_Exercise description_:
Pull out each line of the records that contains the string "instance". Case matters.

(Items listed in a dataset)
--
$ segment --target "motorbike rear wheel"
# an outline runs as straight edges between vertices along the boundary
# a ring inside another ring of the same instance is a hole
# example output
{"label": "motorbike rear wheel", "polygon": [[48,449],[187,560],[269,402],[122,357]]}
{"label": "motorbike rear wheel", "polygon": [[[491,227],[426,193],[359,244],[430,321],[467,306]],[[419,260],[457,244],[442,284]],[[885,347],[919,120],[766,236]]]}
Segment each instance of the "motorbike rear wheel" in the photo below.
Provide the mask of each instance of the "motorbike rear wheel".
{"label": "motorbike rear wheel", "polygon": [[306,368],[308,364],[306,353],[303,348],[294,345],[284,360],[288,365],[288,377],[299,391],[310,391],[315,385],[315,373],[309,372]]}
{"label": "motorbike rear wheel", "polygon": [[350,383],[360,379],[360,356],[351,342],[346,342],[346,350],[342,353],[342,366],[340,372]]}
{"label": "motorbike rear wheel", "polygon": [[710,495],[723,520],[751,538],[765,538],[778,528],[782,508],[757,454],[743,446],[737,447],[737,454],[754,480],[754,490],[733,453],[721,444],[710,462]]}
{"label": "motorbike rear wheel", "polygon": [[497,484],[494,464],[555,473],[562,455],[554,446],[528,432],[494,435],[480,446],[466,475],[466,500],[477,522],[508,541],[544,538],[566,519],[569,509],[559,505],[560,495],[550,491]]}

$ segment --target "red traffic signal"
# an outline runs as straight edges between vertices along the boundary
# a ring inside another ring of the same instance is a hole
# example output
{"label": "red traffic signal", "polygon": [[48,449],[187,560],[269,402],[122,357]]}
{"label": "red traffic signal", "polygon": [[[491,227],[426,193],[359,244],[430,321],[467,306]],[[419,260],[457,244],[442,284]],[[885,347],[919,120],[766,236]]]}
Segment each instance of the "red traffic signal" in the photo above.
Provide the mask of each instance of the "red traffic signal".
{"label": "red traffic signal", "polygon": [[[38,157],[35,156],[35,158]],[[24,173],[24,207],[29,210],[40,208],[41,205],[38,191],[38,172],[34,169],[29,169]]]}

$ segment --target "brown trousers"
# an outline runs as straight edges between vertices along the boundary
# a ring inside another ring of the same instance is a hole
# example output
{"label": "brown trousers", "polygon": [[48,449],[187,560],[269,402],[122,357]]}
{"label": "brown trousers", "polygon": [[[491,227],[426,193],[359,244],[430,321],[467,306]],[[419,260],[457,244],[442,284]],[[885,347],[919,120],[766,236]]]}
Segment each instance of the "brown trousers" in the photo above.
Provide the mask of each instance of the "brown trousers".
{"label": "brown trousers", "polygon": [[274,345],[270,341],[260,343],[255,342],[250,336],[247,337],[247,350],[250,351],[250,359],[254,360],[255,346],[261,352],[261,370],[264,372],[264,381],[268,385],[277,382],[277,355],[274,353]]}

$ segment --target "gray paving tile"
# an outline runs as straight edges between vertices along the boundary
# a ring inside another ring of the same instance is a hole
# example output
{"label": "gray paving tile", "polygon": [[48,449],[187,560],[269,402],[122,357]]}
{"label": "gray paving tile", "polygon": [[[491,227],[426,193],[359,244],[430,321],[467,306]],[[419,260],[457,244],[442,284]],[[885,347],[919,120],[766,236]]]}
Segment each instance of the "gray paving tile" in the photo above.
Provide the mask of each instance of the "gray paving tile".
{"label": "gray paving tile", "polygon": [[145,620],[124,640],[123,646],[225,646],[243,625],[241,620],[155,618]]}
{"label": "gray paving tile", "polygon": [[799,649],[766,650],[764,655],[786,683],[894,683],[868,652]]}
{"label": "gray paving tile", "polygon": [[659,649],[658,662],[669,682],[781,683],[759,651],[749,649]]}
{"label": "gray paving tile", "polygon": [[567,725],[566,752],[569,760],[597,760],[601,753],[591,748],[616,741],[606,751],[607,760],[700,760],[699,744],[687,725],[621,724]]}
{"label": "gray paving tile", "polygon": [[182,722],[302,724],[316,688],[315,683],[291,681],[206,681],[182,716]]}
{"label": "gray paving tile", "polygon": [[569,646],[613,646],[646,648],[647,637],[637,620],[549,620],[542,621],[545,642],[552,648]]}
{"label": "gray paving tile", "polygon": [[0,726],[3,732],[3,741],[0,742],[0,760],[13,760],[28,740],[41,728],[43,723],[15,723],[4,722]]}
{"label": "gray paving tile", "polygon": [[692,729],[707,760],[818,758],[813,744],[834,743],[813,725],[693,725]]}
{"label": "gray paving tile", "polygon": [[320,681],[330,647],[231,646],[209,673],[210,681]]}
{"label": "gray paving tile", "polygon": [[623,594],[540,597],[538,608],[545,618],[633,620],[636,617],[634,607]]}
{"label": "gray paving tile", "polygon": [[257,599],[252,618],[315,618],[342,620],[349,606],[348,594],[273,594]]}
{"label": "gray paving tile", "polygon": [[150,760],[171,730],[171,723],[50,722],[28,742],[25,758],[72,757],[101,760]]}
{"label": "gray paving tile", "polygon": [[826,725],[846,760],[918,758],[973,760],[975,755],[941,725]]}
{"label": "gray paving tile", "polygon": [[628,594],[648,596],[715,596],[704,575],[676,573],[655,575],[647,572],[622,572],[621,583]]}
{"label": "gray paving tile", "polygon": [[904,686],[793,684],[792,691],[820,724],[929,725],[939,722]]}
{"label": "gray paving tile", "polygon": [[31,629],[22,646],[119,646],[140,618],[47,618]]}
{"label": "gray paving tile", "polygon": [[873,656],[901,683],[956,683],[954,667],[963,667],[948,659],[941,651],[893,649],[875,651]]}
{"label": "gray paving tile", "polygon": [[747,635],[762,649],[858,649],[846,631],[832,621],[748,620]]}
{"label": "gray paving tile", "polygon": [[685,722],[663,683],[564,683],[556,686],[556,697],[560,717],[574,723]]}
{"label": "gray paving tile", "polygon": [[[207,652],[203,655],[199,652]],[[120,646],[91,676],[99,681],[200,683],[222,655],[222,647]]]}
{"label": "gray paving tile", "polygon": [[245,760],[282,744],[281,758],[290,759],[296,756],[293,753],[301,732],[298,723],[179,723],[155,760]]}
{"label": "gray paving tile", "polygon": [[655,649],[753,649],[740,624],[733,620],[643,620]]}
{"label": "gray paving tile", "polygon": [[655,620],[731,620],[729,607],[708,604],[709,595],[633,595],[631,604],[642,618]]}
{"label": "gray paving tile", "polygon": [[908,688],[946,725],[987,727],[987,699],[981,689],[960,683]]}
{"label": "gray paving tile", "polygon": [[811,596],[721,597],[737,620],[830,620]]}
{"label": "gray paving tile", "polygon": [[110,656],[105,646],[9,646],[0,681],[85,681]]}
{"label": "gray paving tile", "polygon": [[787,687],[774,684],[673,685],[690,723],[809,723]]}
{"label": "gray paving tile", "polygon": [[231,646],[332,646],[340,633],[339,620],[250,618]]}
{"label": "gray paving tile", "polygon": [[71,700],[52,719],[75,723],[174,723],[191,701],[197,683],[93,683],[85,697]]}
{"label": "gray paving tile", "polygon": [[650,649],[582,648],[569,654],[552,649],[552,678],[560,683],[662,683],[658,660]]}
--
_Correct output_:
# a ring inside another ring of the same instance is a hole
Segment each instance of the "motorbike rear wheel" in the photo below.
Provide the mask of each instance of the "motorbike rear wheel".
# a ring inside another ring of the same instance is a hole
Segment each instance of the "red traffic signal" in the photo above.
Provide the mask of each instance of the "red traffic signal".
# a ring inside another ring of the same instance is a hole
Segment each instance of the "brown trousers" in the photo above.
Provide the mask of each instance of the "brown trousers".
# a ring inside another ring of the same instance is a hole
Segment each instance of the "gray paving tile" in the photo above.
Provide the mask of each instance of the "gray paving tile".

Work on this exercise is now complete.